RECORDED DATA:

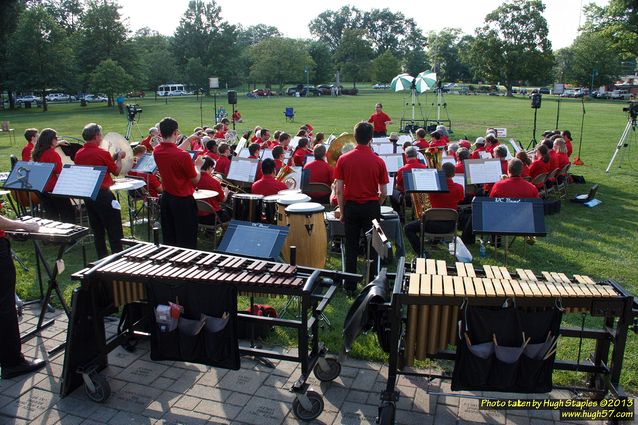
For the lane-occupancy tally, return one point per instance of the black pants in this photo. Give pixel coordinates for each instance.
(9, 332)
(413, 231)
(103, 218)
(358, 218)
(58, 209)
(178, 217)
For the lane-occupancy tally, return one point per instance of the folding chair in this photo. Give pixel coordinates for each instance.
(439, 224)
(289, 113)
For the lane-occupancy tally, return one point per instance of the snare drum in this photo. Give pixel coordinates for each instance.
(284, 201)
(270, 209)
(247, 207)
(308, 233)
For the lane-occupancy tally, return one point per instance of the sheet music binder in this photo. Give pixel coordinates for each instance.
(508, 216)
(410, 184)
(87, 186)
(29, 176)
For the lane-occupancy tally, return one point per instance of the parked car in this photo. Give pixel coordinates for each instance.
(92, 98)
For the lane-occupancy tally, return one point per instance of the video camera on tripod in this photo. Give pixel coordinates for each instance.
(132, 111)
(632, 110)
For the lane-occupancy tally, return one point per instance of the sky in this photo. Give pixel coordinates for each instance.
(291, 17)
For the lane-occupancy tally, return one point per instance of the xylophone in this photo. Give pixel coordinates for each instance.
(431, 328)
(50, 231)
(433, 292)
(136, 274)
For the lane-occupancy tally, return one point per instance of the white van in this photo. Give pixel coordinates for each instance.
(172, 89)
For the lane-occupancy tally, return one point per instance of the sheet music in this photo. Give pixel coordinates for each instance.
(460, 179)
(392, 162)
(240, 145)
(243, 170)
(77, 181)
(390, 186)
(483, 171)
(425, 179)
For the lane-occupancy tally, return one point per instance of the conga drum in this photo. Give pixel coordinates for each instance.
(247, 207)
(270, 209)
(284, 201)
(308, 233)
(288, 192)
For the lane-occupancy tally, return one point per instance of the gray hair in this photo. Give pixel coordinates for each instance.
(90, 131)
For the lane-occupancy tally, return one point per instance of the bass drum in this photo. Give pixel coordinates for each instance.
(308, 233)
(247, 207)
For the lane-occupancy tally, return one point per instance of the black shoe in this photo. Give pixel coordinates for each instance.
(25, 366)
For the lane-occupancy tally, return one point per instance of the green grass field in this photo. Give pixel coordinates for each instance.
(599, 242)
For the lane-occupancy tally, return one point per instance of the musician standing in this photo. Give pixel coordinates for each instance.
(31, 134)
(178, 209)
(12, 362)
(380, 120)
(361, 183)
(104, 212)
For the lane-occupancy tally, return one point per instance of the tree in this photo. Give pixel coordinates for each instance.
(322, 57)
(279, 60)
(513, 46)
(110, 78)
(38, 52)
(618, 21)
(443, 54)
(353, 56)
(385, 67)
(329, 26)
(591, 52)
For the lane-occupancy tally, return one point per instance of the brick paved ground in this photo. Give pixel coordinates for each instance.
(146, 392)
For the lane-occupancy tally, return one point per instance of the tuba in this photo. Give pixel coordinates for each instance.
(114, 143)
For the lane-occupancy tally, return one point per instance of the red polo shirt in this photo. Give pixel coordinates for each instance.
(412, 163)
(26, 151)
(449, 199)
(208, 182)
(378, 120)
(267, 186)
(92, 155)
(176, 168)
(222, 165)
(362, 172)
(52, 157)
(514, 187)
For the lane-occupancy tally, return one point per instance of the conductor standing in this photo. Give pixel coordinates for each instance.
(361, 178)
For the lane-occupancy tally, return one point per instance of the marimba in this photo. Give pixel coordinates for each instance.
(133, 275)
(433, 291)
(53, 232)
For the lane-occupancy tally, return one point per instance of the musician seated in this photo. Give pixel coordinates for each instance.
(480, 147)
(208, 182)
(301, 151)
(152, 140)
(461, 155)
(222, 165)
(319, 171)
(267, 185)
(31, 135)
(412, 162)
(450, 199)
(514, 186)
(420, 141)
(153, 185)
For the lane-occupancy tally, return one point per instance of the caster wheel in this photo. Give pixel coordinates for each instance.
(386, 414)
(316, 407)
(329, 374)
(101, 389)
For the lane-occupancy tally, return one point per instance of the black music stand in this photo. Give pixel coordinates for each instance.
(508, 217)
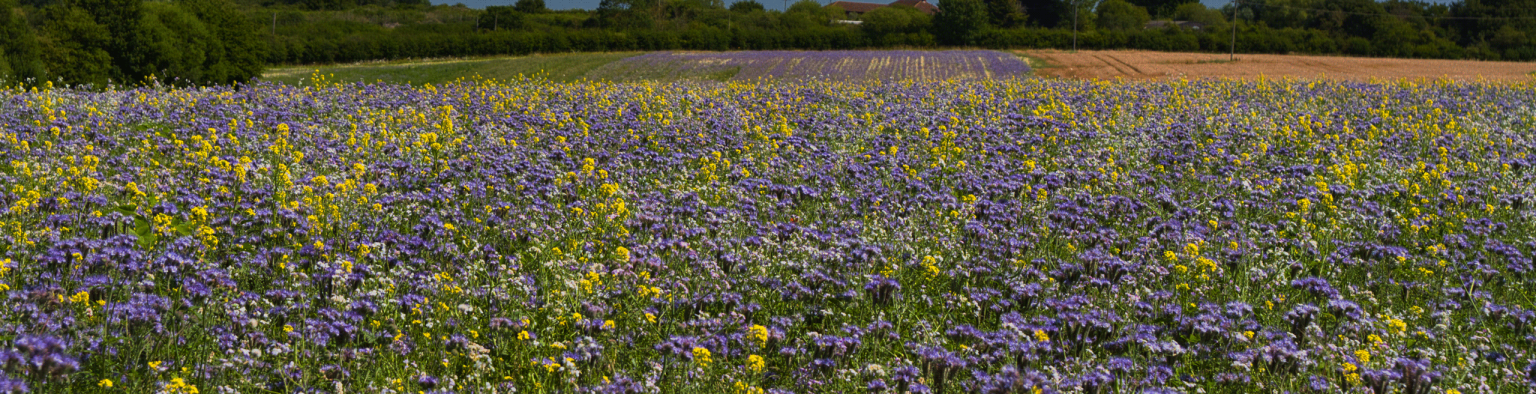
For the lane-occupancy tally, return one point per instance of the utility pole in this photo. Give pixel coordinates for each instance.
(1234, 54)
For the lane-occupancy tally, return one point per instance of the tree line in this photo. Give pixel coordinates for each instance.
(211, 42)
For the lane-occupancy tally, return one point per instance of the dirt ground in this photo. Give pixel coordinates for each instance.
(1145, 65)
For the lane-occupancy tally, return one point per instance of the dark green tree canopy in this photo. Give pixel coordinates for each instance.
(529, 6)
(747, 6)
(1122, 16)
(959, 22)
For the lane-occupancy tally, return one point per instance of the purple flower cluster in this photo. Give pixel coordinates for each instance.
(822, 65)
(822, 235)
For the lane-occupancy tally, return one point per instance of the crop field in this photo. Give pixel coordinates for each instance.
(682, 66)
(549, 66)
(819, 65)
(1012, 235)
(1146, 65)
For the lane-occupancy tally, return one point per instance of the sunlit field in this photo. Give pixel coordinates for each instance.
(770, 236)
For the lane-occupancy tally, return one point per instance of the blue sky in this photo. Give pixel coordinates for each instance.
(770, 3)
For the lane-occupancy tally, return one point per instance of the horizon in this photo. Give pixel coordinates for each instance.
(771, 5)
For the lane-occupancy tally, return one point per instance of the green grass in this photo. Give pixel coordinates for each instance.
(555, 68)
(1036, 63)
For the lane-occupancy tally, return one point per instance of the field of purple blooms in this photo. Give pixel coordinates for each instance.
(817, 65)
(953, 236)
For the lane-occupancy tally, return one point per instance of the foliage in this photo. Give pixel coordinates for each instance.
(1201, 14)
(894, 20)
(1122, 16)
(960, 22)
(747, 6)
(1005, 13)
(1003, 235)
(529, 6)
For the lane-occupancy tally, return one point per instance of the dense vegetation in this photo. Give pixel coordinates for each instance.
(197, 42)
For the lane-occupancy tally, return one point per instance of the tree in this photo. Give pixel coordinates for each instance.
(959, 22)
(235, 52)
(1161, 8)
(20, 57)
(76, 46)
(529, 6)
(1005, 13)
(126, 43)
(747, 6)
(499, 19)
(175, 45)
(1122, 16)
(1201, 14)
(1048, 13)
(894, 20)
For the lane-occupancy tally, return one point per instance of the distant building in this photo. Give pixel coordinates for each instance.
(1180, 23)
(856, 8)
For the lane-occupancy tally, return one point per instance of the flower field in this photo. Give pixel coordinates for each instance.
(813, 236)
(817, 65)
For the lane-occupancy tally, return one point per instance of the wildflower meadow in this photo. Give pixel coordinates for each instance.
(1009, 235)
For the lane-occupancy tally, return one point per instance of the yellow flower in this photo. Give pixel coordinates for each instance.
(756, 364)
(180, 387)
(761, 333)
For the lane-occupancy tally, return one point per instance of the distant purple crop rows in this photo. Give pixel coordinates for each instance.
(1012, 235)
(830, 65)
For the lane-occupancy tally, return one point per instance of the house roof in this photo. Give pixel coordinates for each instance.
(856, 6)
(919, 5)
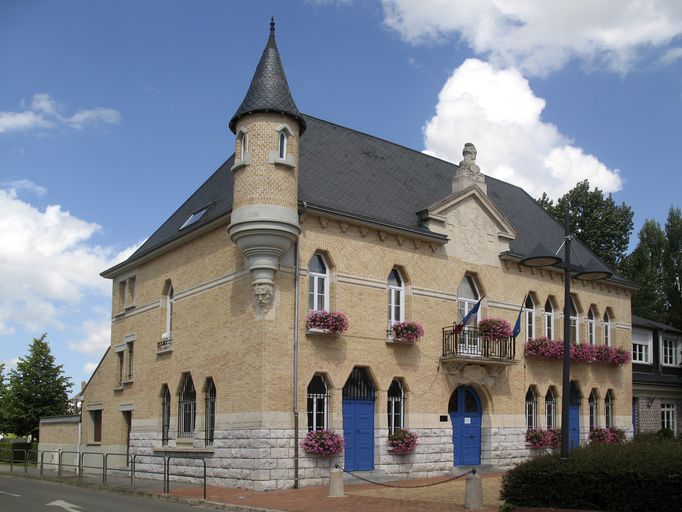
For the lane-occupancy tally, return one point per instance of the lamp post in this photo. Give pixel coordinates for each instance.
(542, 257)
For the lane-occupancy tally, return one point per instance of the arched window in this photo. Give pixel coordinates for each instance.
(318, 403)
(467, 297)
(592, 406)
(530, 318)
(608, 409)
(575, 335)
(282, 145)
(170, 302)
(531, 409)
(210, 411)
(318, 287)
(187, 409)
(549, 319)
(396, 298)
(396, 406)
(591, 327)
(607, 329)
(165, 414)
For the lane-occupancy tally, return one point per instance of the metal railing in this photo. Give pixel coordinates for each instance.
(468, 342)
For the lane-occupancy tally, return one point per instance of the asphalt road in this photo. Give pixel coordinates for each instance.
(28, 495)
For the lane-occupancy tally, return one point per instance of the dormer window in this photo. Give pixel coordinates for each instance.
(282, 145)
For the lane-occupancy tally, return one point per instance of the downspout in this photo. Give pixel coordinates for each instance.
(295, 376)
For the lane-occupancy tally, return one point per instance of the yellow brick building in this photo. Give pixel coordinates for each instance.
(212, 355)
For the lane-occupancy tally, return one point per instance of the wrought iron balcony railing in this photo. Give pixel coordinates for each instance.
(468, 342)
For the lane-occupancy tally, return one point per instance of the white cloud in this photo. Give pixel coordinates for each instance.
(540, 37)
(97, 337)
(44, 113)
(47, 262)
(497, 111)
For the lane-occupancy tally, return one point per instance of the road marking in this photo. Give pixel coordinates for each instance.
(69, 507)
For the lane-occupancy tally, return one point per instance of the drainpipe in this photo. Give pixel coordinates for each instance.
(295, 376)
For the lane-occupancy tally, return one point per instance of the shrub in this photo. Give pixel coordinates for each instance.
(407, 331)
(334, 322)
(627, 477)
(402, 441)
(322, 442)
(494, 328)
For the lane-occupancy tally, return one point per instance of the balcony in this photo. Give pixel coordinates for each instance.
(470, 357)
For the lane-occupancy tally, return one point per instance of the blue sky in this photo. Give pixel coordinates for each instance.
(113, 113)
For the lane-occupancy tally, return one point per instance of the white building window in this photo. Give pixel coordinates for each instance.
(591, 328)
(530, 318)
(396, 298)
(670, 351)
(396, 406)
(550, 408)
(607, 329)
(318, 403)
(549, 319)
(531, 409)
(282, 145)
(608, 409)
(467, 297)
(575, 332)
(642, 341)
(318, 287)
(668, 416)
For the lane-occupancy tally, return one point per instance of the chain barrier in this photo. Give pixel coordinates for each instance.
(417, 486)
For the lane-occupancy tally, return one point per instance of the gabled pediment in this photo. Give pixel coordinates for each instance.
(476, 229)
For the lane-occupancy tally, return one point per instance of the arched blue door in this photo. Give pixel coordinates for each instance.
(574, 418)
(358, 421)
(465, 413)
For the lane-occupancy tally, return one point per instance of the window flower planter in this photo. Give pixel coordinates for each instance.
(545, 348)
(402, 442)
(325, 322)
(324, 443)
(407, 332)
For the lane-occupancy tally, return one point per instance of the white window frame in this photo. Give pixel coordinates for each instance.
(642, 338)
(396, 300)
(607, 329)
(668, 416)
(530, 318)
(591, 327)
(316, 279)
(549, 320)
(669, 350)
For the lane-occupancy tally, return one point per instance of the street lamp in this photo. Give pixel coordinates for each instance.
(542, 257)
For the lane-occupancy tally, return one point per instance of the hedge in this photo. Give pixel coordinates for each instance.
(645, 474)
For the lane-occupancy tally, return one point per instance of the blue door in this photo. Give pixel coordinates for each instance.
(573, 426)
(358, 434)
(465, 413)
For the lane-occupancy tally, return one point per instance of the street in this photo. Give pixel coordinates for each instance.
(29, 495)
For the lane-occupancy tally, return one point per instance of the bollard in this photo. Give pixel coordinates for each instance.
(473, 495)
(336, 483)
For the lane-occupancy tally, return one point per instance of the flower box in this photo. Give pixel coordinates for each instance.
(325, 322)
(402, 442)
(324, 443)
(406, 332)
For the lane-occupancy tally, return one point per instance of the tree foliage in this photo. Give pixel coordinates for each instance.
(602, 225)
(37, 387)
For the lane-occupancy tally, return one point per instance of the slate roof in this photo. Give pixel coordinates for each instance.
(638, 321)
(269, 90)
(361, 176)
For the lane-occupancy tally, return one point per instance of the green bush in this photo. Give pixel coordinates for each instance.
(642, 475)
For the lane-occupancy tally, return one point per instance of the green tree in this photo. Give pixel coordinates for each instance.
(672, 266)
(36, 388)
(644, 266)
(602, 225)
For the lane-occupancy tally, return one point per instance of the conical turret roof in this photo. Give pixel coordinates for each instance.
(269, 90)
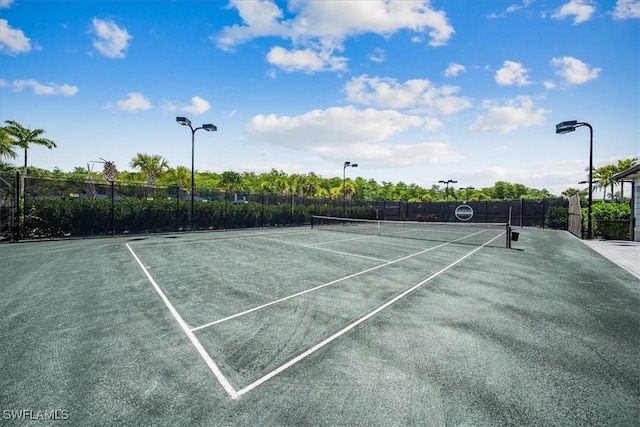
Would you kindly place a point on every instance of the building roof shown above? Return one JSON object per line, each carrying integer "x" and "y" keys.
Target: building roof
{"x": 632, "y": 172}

TASK INSTRUCTIONS:
The required answer is the lines from the one that contains "the blue door" through the last line of the records, restated word for word, with every picture dropped.

EXERCISE SOLUTION:
For the lane-occupancy tally, return one point per instance of the blue door in this photo. Give pixel coordinates for each instance.
(573, 426)
(358, 434)
(465, 413)
For the lane-occupancy tally, return one point per instance of the street in this photo. Give pixel coordinates for each instance.
(29, 495)
For the lane-occupancy tally, return one point per instance of the bollard in this photo. Give pixel coordinates for each instance.
(473, 495)
(336, 483)
For the lane-occupancy tally, return one point per instance of the flower box in this photo. Give pixel coordinates for each instance.
(325, 322)
(402, 442)
(324, 443)
(406, 332)
For the lane-occupancy tally, return one point per instance of the tree foliage in this photo. Give pixel coordinates for each instance.
(602, 225)
(37, 387)
For the lane-occupancy tally, return one point per instance of the slate roof in this photo. Give pixel coordinates for each instance.
(638, 321)
(269, 90)
(361, 176)
For the lane-occupancy tally, return one point per instance of the green bush in this photo. Give pixel coordinates for each instance.
(642, 475)
For the lane-occupancy tally, return one point per instance of the green tree in this photo. Give pixel coordinates for each instance.
(672, 266)
(36, 388)
(644, 266)
(602, 225)
For the lane-occupancy tally, return one point per instance of the conical turret roof in this photo. Give pixel coordinates for each instance.
(269, 90)
Would you kindly place a point on every instance of the building roof shown above? Return one JSON object per line, each carrying integer "x" and "y" keys.
Target: building roof
{"x": 632, "y": 172}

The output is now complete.